▼

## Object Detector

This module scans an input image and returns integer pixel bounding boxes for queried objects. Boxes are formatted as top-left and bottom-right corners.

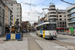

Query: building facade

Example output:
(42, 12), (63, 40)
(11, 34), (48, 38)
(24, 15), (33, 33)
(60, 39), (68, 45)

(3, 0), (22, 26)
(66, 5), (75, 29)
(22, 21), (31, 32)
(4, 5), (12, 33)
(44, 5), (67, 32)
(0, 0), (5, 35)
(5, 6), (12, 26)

▲

Copy all of the records above word for word, leaving out the pictures.

Result below:
## Object Detector

This module scans an input image and returns integer pixel bounding boxes for queried objects. Boxes are formatted as top-left and bottom-right corners.


Query: building facade

Example output:
(42, 12), (63, 40)
(11, 34), (48, 38)
(24, 15), (33, 33)
(60, 39), (68, 45)

(3, 0), (22, 26)
(66, 5), (75, 29)
(22, 21), (31, 32)
(4, 5), (12, 33)
(44, 5), (67, 32)
(0, 0), (5, 35)
(5, 6), (12, 26)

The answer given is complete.